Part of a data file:
Begin
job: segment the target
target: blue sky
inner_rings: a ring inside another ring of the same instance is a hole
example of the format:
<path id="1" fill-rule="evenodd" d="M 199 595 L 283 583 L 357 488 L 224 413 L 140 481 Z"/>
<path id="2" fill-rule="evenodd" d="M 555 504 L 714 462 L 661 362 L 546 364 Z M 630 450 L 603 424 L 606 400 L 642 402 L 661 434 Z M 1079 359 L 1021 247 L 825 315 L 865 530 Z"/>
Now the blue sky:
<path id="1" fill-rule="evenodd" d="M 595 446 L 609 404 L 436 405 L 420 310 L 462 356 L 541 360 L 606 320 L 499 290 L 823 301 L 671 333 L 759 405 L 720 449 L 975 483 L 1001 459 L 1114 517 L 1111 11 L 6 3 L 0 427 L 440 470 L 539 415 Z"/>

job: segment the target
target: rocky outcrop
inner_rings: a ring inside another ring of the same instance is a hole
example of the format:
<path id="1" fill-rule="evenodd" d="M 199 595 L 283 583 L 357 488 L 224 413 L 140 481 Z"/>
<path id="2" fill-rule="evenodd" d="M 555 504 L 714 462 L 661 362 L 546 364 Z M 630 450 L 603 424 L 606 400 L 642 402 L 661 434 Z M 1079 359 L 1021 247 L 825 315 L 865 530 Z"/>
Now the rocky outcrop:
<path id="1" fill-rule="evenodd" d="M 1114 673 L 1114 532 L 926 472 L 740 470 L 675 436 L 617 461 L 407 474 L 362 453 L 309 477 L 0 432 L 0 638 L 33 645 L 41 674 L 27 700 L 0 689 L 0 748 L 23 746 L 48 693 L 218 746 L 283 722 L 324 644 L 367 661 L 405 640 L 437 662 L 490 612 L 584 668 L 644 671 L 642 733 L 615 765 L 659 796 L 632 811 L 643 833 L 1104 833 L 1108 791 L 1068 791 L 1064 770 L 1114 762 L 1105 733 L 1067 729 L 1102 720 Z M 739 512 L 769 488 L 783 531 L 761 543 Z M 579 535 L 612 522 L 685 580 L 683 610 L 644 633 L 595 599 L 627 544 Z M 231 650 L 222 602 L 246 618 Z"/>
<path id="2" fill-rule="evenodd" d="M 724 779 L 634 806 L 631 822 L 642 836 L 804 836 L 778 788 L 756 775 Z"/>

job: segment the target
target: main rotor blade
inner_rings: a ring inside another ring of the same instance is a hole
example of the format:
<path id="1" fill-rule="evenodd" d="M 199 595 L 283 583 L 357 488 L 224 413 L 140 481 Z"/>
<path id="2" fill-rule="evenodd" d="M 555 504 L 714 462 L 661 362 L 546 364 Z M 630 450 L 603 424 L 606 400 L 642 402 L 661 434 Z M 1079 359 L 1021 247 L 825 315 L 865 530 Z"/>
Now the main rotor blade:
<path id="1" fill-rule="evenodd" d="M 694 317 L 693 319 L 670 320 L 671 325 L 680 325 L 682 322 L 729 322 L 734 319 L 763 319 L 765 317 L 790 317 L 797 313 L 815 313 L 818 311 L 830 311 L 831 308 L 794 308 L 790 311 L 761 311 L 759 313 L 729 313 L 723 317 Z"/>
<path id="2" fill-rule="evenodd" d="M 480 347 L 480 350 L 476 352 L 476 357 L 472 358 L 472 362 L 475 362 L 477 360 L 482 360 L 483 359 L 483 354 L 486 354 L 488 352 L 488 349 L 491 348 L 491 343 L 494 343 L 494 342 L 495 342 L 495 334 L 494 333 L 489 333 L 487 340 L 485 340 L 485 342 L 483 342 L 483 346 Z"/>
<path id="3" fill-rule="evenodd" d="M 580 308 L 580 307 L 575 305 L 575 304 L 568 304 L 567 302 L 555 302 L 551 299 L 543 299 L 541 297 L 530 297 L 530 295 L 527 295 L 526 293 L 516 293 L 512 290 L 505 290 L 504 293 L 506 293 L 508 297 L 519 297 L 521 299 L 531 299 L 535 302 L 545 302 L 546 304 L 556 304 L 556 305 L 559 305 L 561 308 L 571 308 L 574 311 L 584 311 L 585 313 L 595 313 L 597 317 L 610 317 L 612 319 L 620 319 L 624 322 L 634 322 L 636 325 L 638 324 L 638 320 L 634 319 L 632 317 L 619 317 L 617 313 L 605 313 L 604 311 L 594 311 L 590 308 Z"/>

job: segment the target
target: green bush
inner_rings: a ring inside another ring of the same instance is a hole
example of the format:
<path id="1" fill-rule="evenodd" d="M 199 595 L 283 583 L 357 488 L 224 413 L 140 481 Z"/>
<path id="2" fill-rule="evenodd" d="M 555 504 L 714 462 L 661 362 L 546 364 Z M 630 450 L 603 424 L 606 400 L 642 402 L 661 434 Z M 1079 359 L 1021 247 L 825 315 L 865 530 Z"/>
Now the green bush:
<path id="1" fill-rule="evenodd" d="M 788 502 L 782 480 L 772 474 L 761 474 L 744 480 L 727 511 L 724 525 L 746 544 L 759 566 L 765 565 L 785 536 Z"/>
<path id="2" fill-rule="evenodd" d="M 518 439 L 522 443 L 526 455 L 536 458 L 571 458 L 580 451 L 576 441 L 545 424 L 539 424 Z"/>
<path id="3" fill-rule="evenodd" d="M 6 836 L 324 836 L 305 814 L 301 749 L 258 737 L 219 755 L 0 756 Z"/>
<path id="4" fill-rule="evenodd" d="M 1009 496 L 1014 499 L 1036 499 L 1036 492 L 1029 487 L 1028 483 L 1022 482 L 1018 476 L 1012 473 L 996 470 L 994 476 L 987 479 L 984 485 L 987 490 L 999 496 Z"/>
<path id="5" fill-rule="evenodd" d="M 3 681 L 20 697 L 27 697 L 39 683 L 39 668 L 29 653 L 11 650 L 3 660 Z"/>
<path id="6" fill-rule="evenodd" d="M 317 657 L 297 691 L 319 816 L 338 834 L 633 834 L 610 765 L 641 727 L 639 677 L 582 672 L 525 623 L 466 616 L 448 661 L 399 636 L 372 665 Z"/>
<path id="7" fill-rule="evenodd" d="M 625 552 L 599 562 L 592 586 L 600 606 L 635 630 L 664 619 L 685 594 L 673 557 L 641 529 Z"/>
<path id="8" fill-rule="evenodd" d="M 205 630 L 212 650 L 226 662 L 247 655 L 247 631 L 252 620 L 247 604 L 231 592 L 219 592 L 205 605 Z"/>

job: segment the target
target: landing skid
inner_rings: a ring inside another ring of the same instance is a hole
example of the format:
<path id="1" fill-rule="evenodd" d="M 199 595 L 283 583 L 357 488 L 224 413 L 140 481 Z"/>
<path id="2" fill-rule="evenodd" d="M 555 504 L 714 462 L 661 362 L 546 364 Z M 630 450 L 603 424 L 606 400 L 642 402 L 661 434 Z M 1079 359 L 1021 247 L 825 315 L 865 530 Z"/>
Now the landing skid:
End
▶ [SET TASK]: Give every line of the listing above as a JSON list of strings, one string per line, leaving out blank lines.

▶ [RESULT BELOW]:
[
  "job: segment the target",
  "target: blue sky",
  "inner_rings: a ring inside another ring of the same instance is a hole",
  "example of the format:",
  "<path id=\"1\" fill-rule=\"evenodd\" d=\"M 199 595 L 283 583 L 357 488 L 224 413 L 140 481 Z\"/>",
  "<path id=\"2\" fill-rule=\"evenodd\" d=\"M 555 504 L 714 462 L 661 362 L 546 364 Z M 630 450 L 603 424 L 606 400 L 642 402 L 661 434 Z M 1079 359 L 1021 247 L 825 315 L 865 530 Z\"/>",
  "Now the blue sky:",
  "<path id=\"1\" fill-rule=\"evenodd\" d=\"M 595 446 L 609 404 L 436 405 L 420 310 L 462 356 L 541 360 L 606 320 L 499 290 L 823 301 L 671 333 L 759 405 L 720 449 L 975 483 L 1001 459 L 1114 517 L 1111 11 L 6 3 L 0 427 L 440 470 L 539 415 Z\"/>",
  "job: segment the target",
  "target: rocky outcrop",
  "inner_rings: a ring inside another ring of the same instance is a hole",
  "example of the format:",
  "<path id=\"1\" fill-rule=\"evenodd\" d=\"M 199 595 L 283 583 L 357 488 L 224 413 L 140 481 Z\"/>",
  "<path id=\"2\" fill-rule=\"evenodd\" d=\"M 555 504 L 714 462 L 661 362 L 546 364 Z M 630 450 L 603 424 L 606 400 L 642 402 L 661 434 Z M 1079 359 L 1021 247 L 825 315 L 865 530 Z\"/>",
  "Now the rocky outcrop:",
  "<path id=\"1\" fill-rule=\"evenodd\" d=\"M 1114 673 L 1114 532 L 926 472 L 740 470 L 675 436 L 617 461 L 407 474 L 362 453 L 309 477 L 0 432 L 0 638 L 33 645 L 41 674 L 27 700 L 0 689 L 0 748 L 23 746 L 48 693 L 218 746 L 283 722 L 324 644 L 367 661 L 405 640 L 437 662 L 490 612 L 584 668 L 644 671 L 642 733 L 615 765 L 659 796 L 632 811 L 643 833 L 1104 833 L 1108 791 L 1068 791 L 1064 770 L 1114 762 L 1105 733 L 1067 729 L 1102 720 Z M 739 512 L 769 488 L 783 531 L 761 543 Z M 579 535 L 612 522 L 685 580 L 683 610 L 644 633 L 595 599 L 627 544 Z M 231 650 L 222 602 L 246 618 Z\"/>",
  "<path id=\"2\" fill-rule=\"evenodd\" d=\"M 724 779 L 634 806 L 631 822 L 642 836 L 804 836 L 778 788 L 756 775 Z\"/>",
  "job: segment the target",
  "target: main rotor blade",
  "inner_rings: a ring inside another ring of the same instance is a hole",
  "example of the format:",
  "<path id=\"1\" fill-rule=\"evenodd\" d=\"M 199 595 L 283 583 L 357 488 L 224 413 L 140 481 Z\"/>",
  "<path id=\"2\" fill-rule=\"evenodd\" d=\"M 555 504 L 714 462 L 661 362 L 546 364 Z M 630 450 L 603 424 L 606 400 L 642 402 L 661 434 Z M 1079 359 L 1021 247 L 825 315 L 865 530 Z\"/>",
  "Now the main rotor blade:",
  "<path id=\"1\" fill-rule=\"evenodd\" d=\"M 694 317 L 693 319 L 670 320 L 671 325 L 680 325 L 682 322 L 729 322 L 734 319 L 763 319 L 765 317 L 790 317 L 797 313 L 815 313 L 818 311 L 830 311 L 831 308 L 794 308 L 790 311 L 761 311 L 759 313 L 729 313 L 723 317 Z\"/>",
  "<path id=\"2\" fill-rule=\"evenodd\" d=\"M 480 347 L 480 350 L 476 352 L 476 357 L 472 358 L 472 362 L 475 362 L 477 360 L 482 360 L 483 359 L 483 354 L 486 354 L 488 352 L 488 349 L 491 348 L 491 343 L 494 343 L 494 342 L 495 342 L 495 334 L 494 333 L 489 333 L 487 340 L 485 340 L 485 342 L 483 342 L 483 346 Z\"/>",
  "<path id=\"3\" fill-rule=\"evenodd\" d=\"M 580 308 L 580 307 L 575 305 L 575 304 L 568 304 L 567 302 L 555 302 L 551 299 L 543 299 L 541 297 L 530 297 L 530 295 L 527 295 L 526 293 L 516 293 L 512 290 L 505 290 L 504 293 L 506 293 L 508 297 L 519 297 L 521 299 L 531 299 L 535 302 L 545 302 L 546 304 L 556 304 L 556 305 L 559 305 L 561 308 L 571 308 L 574 311 L 584 311 L 585 313 L 595 313 L 597 317 L 610 317 L 612 319 L 620 319 L 624 322 L 634 322 L 636 325 L 638 324 L 638 320 L 634 319 L 632 317 L 619 317 L 617 313 L 605 313 L 604 311 L 594 311 L 590 308 Z\"/>",
  "job: segment the target",
  "target: green bush",
  "inner_rings: a ring inside another ring of the same instance is a hole",
  "example of the format:",
  "<path id=\"1\" fill-rule=\"evenodd\" d=\"M 199 595 L 283 583 L 357 488 L 224 413 L 140 481 Z\"/>",
  "<path id=\"2\" fill-rule=\"evenodd\" d=\"M 555 504 L 714 462 L 661 362 L 546 364 Z M 630 450 L 603 424 L 606 400 L 642 402 L 661 434 Z M 1079 359 L 1021 247 L 825 315 L 865 530 Z\"/>",
  "Now the green bush:",
  "<path id=\"1\" fill-rule=\"evenodd\" d=\"M 788 502 L 782 480 L 772 474 L 761 474 L 744 480 L 727 511 L 724 525 L 746 544 L 759 566 L 765 565 L 785 536 Z\"/>",
  "<path id=\"2\" fill-rule=\"evenodd\" d=\"M 518 439 L 522 443 L 526 455 L 536 458 L 571 458 L 580 451 L 576 441 L 545 424 L 539 424 Z\"/>",
  "<path id=\"3\" fill-rule=\"evenodd\" d=\"M 6 836 L 324 836 L 305 814 L 301 749 L 258 737 L 219 755 L 0 756 Z\"/>",
  "<path id=\"4\" fill-rule=\"evenodd\" d=\"M 1009 496 L 1014 499 L 1036 499 L 1036 492 L 1029 487 L 1028 483 L 1022 482 L 1018 476 L 1012 473 L 996 470 L 994 476 L 987 479 L 984 485 L 987 490 L 999 496 Z\"/>",
  "<path id=\"5\" fill-rule=\"evenodd\" d=\"M 3 681 L 20 697 L 27 697 L 39 683 L 39 668 L 29 653 L 11 650 L 3 660 Z\"/>",
  "<path id=\"6\" fill-rule=\"evenodd\" d=\"M 317 657 L 297 691 L 319 816 L 338 834 L 633 834 L 610 765 L 641 727 L 639 677 L 582 672 L 525 623 L 466 616 L 448 661 L 399 636 L 372 665 Z\"/>",
  "<path id=\"7\" fill-rule=\"evenodd\" d=\"M 625 552 L 599 562 L 592 586 L 600 606 L 635 630 L 664 619 L 685 594 L 673 557 L 641 529 Z\"/>",
  "<path id=\"8\" fill-rule=\"evenodd\" d=\"M 205 630 L 212 650 L 226 662 L 247 655 L 247 631 L 252 620 L 247 604 L 231 592 L 219 592 L 205 605 Z\"/>",
  "job: segment the target",
  "target: landing skid",
  "inner_rings: a ring inside another ring of the same instance is a hole",
  "example of the format:",
  "<path id=\"1\" fill-rule=\"evenodd\" d=\"M 199 595 L 283 583 L 357 488 L 224 413 L 140 481 Z\"/>",
  "<path id=\"2\" fill-rule=\"evenodd\" d=\"M 555 504 L 714 462 L 661 362 L 546 364 Z M 630 450 L 603 424 L 606 400 L 642 402 L 661 434 Z M 1079 359 L 1021 247 L 825 315 L 865 530 Z\"/>",
  "Now the landing skid:"
]